TASK » In the entries below, count the lines that contain the string "beetle" and give only that number.

::: THE INPUT :::

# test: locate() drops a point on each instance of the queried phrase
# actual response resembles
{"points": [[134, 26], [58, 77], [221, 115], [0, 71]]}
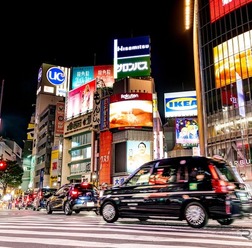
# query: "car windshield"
{"points": [[228, 173]]}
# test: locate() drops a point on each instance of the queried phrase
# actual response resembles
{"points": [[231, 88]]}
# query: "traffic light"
{"points": [[3, 165]]}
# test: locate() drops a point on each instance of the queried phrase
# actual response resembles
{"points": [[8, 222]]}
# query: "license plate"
{"points": [[90, 204]]}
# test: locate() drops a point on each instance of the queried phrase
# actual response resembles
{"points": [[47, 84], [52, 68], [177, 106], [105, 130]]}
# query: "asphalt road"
{"points": [[36, 229]]}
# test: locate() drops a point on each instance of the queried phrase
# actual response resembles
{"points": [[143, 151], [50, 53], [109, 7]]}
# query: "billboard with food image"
{"points": [[131, 110], [233, 60]]}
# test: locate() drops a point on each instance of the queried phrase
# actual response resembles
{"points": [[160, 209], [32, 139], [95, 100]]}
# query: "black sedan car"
{"points": [[74, 197]]}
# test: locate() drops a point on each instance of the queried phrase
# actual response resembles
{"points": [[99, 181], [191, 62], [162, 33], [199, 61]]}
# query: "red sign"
{"points": [[59, 118]]}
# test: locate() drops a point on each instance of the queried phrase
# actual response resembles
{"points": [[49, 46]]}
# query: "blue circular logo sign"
{"points": [[55, 76]]}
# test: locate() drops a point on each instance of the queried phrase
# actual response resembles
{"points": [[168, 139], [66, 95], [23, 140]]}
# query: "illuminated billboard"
{"points": [[180, 104], [132, 57], [138, 153], [233, 59], [187, 131], [84, 74], [106, 74], [131, 110], [219, 8], [53, 80], [80, 100], [81, 75]]}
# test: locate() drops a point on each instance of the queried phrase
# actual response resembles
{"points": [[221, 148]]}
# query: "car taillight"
{"points": [[74, 193], [228, 205], [219, 186]]}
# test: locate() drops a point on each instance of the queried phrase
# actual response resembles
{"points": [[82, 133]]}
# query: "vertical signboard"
{"points": [[53, 80], [138, 153], [104, 73], [80, 100], [59, 118], [81, 75], [105, 157]]}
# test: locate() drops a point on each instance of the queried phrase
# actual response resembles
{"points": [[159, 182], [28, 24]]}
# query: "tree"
{"points": [[12, 176]]}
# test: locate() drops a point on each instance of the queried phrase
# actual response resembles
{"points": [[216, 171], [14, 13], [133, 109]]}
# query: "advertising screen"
{"points": [[132, 57], [132, 110], [219, 8], [80, 100], [106, 74], [138, 153], [81, 75], [180, 104], [187, 131], [233, 60], [53, 80]]}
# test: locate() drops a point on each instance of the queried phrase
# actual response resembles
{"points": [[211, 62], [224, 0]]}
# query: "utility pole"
{"points": [[1, 100]]}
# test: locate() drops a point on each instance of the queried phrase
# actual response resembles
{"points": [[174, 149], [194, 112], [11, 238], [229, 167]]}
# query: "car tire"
{"points": [[143, 219], [109, 212], [226, 222], [67, 209], [48, 209], [196, 215]]}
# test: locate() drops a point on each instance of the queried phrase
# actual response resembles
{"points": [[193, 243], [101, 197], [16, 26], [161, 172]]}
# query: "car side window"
{"points": [[164, 174], [141, 177]]}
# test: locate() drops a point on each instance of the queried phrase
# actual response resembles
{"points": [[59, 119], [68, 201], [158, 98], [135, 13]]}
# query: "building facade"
{"points": [[223, 71]]}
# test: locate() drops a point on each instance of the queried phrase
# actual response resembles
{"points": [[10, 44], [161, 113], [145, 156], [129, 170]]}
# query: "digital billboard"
{"points": [[219, 8], [233, 59], [84, 74], [81, 75], [80, 100], [180, 104], [187, 131], [138, 153], [131, 110], [132, 57], [104, 73], [53, 80]]}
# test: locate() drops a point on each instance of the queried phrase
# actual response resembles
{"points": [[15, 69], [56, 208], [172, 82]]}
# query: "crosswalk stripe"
{"points": [[94, 234]]}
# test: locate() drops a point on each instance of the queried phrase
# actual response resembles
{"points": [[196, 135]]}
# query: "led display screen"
{"points": [[187, 131], [219, 8], [132, 57], [180, 104], [138, 153], [80, 100], [233, 60]]}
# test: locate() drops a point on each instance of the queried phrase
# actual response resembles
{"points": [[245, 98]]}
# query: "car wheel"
{"points": [[48, 209], [67, 209], [143, 219], [196, 215], [227, 221], [109, 212]]}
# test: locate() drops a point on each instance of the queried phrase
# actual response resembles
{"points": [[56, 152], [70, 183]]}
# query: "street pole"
{"points": [[1, 100]]}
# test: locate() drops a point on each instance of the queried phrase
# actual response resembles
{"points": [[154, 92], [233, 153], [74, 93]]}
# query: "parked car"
{"points": [[191, 188], [41, 197], [74, 197]]}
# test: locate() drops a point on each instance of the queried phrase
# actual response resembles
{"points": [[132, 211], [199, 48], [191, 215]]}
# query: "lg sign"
{"points": [[55, 76]]}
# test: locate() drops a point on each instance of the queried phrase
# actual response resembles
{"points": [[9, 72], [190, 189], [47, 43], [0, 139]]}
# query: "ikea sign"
{"points": [[180, 104]]}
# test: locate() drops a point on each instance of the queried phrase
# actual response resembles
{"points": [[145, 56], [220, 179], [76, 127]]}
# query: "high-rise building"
{"points": [[223, 72]]}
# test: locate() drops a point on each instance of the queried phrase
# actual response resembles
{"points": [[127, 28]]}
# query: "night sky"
{"points": [[74, 35]]}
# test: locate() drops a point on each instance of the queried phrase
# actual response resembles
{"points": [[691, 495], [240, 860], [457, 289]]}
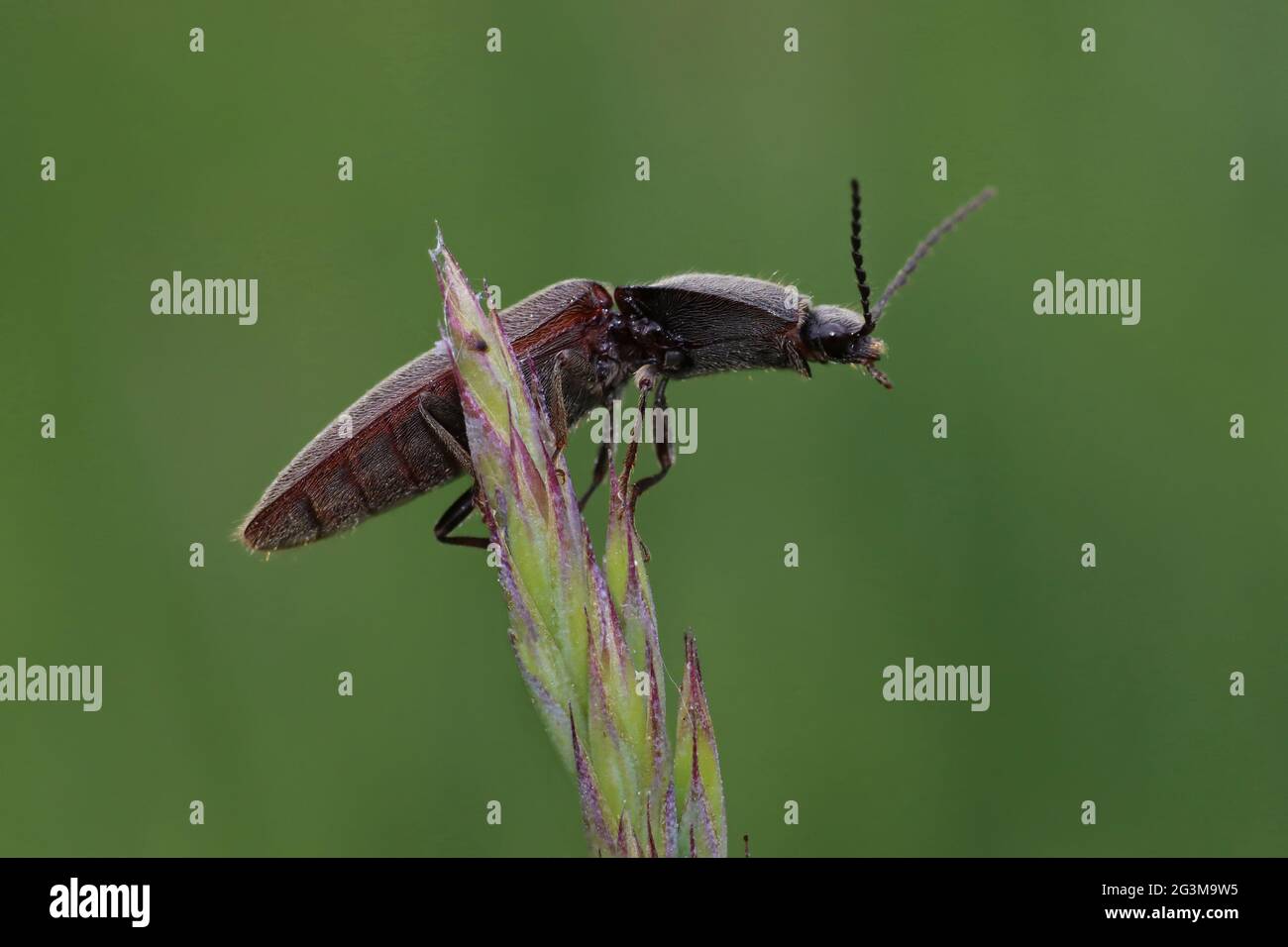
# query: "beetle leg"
{"points": [[665, 453], [459, 451], [596, 476], [456, 514], [555, 406]]}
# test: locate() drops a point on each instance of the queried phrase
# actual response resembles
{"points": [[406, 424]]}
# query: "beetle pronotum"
{"points": [[407, 436]]}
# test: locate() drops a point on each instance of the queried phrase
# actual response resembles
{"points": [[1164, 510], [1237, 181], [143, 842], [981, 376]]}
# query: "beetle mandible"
{"points": [[407, 434]]}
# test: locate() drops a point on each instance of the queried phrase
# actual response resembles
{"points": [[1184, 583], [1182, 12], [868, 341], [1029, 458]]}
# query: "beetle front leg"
{"points": [[597, 474], [665, 453]]}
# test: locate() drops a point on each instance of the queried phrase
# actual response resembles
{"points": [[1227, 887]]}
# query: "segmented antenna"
{"points": [[922, 249], [855, 240]]}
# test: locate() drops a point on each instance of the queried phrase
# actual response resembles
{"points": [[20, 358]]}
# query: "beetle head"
{"points": [[836, 334]]}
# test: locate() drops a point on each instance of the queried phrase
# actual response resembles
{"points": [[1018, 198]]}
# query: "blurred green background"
{"points": [[220, 684]]}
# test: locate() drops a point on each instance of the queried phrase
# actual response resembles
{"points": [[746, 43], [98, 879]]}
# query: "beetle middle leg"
{"points": [[462, 508], [456, 514]]}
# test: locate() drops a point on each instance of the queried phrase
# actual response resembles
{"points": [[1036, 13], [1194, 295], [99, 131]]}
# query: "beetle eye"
{"points": [[838, 346]]}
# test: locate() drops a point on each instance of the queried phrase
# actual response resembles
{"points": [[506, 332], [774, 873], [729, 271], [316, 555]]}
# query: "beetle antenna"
{"points": [[922, 249], [855, 241]]}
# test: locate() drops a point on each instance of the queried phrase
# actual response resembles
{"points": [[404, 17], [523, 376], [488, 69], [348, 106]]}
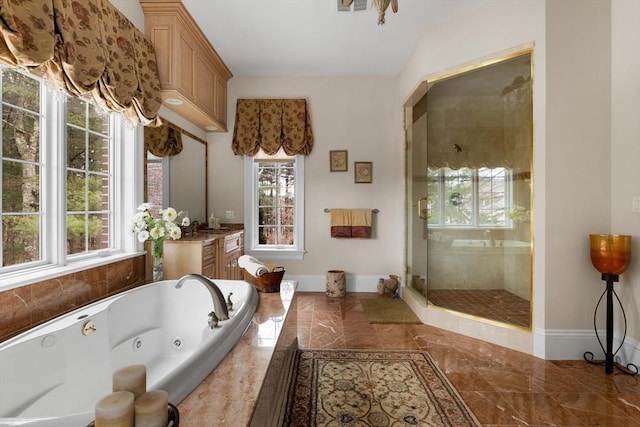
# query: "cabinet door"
{"points": [[208, 259], [186, 58], [220, 113], [205, 85]]}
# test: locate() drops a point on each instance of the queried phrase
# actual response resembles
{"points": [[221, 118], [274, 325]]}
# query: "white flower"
{"points": [[169, 214], [157, 232], [149, 228], [175, 233]]}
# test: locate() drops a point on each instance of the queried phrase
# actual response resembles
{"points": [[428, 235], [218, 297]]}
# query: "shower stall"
{"points": [[468, 191]]}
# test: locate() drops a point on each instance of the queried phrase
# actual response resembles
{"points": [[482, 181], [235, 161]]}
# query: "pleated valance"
{"points": [[87, 48], [162, 140], [270, 124]]}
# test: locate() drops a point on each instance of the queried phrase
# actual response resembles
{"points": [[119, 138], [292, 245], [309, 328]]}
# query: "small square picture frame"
{"points": [[363, 172], [338, 161]]}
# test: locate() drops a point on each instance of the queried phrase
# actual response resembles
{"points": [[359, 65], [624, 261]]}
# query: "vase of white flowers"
{"points": [[157, 230]]}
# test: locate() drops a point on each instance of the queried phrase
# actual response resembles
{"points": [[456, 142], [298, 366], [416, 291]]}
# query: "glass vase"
{"points": [[157, 268]]}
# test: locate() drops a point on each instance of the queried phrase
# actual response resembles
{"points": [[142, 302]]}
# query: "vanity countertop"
{"points": [[203, 235], [228, 396]]}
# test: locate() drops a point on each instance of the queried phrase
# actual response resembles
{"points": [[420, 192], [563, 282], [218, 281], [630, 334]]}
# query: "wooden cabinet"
{"points": [[192, 74], [212, 255]]}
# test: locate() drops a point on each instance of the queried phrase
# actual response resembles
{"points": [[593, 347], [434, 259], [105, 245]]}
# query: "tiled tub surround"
{"points": [[254, 372], [25, 307], [160, 326]]}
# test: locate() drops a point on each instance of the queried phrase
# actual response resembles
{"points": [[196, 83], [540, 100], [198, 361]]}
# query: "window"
{"points": [[21, 170], [88, 143], [274, 206], [60, 194], [469, 197]]}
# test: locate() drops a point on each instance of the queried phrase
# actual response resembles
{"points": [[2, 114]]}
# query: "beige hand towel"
{"points": [[361, 223], [340, 222]]}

:::

COMPLETE RESPONSE » 8